EXERCISE GOAL: Nothing below is to be printed except the lines between the line holding "TARGET = 'airmalta' text on fuselage" and the line holding "TARGET = metal pipe", inclusive, each exactly as it appears.

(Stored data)
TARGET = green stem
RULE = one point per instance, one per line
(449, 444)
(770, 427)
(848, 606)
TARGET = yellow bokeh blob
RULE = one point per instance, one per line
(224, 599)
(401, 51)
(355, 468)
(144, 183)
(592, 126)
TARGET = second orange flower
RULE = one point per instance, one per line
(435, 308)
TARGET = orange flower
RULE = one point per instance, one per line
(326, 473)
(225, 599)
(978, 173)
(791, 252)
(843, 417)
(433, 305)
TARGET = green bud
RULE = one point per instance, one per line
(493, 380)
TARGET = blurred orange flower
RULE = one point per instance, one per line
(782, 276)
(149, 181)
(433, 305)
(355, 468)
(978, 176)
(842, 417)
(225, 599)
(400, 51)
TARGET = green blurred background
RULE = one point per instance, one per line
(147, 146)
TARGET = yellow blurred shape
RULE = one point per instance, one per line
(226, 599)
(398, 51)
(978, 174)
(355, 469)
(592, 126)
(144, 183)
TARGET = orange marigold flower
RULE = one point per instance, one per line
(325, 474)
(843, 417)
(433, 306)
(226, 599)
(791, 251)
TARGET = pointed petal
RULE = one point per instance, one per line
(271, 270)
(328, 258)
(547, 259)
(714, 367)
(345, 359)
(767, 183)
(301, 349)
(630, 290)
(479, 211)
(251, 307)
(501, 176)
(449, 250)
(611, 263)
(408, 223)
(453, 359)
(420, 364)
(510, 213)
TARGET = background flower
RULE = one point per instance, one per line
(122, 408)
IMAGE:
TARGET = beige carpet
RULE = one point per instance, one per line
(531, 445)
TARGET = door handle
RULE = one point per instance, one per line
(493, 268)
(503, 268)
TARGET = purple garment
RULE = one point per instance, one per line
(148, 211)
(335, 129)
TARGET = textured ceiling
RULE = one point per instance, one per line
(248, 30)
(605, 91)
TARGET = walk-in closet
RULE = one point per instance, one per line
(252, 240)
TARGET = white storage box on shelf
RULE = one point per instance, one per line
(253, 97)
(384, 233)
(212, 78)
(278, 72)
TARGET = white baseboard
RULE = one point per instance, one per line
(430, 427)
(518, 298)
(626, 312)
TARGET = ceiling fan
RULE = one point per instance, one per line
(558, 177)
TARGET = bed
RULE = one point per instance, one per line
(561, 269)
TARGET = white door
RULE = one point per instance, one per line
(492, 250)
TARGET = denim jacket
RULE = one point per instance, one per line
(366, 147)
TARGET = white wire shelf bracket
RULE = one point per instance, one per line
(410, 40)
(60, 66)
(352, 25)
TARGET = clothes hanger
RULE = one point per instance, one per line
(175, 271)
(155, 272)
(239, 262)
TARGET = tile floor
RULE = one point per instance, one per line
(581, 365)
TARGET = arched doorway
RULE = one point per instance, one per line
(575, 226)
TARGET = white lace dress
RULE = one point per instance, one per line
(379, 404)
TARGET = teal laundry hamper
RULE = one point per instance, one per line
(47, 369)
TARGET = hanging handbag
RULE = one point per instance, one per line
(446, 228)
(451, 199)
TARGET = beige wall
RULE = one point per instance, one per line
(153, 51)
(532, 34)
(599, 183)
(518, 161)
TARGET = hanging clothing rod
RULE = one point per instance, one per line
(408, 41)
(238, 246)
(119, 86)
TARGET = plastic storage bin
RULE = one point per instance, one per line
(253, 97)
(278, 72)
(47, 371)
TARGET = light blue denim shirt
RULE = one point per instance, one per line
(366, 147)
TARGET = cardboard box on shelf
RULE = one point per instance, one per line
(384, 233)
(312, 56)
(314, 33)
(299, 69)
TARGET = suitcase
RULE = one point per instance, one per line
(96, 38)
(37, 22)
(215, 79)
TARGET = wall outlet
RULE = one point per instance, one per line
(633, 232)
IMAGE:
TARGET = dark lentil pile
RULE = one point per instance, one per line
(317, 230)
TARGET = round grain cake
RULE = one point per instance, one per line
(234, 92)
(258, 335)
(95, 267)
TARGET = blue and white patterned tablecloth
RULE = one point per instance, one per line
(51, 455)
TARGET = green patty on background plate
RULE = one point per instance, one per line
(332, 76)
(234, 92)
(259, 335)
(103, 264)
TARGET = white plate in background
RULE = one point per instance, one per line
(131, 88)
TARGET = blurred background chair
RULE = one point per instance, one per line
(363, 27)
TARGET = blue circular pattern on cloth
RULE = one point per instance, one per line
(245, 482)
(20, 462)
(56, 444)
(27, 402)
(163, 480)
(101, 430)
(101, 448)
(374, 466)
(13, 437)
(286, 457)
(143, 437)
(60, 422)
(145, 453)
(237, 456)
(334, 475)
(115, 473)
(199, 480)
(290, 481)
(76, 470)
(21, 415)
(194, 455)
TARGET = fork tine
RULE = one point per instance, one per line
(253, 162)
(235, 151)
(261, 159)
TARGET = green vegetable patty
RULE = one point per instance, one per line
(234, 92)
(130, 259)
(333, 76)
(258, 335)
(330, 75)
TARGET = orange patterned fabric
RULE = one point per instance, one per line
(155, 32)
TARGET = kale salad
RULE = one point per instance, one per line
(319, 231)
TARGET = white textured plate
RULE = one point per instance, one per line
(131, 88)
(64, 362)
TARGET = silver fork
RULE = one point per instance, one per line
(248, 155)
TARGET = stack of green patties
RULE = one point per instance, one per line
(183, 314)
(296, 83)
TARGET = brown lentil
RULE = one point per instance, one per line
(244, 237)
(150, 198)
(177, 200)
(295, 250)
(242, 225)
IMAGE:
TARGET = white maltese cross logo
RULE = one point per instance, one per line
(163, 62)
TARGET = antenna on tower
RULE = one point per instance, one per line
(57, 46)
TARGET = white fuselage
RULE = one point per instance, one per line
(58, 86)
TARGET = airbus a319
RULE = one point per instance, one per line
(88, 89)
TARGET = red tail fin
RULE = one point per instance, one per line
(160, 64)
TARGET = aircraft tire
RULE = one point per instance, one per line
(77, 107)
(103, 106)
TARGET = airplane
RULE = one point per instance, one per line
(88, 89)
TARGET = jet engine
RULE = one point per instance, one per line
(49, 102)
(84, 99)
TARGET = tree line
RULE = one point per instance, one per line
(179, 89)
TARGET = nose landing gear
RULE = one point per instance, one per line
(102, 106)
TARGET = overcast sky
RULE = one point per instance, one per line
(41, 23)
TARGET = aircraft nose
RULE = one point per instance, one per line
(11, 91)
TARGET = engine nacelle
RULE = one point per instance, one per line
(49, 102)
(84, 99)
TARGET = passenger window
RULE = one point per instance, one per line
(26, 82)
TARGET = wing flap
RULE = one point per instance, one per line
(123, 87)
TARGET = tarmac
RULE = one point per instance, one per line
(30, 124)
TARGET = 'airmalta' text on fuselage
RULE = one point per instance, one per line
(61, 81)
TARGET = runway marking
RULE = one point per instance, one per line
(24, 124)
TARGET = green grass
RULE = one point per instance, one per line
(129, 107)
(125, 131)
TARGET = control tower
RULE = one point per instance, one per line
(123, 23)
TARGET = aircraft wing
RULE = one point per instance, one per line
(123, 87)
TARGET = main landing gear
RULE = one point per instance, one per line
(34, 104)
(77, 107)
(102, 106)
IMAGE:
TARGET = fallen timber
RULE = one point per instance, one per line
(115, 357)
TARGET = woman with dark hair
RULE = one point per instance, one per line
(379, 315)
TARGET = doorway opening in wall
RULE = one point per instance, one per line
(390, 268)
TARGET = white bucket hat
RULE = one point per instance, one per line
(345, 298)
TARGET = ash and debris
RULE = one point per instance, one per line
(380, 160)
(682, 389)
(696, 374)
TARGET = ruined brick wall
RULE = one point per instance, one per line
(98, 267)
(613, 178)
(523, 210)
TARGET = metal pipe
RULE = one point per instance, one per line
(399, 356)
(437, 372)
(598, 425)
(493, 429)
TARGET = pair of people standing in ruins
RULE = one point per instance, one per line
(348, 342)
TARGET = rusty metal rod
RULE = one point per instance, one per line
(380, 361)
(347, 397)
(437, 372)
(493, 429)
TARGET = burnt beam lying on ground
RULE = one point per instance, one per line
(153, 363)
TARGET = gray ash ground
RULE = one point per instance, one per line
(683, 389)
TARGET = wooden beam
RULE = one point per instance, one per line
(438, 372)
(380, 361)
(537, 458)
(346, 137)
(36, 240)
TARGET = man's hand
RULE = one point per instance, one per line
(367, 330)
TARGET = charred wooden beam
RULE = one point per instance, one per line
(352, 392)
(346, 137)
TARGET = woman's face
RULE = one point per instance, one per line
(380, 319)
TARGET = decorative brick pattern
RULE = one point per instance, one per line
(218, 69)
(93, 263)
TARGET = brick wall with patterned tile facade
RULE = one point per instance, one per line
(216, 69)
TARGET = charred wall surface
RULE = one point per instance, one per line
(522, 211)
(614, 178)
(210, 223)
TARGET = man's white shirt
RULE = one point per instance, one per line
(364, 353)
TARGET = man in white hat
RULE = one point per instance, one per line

WRITTEN RESPONSE:
TARGET = 'airmalta' text on fuselage
RULE = one point per instance, one per line
(61, 81)
TARGET = runway marking
RULE = one point per instance, one per line
(24, 124)
TARGET = green grass
RULE = one point per instance, one per line
(129, 107)
(125, 131)
TARGET = control tower
RULE = one point per instance, one per line
(123, 23)
TARGET = aircraft wing
RULE = one point per instance, one per line
(123, 87)
TARGET = main landing gear
RULE = one point per instance, one per line
(34, 104)
(77, 107)
(102, 106)
IMAGE:
TARGET = fallen timber
RULE = one point per instance, one per line
(115, 357)
TARGET = woman with dark hair
RULE = one point per instance, one per line
(379, 315)
TARGET = doorway opening in wall
RULE = one point per instance, one per line
(390, 268)
TARGET = white bucket hat
RULE = one point per instance, one per line
(345, 298)
TARGET = ash and debris
RULE = one point per instance, one per line
(380, 160)
(682, 389)
(696, 374)
TARGET = ruined brick wall
RULE = one point per instance, one per line
(98, 267)
(613, 178)
(523, 210)
TARGET = metal pipe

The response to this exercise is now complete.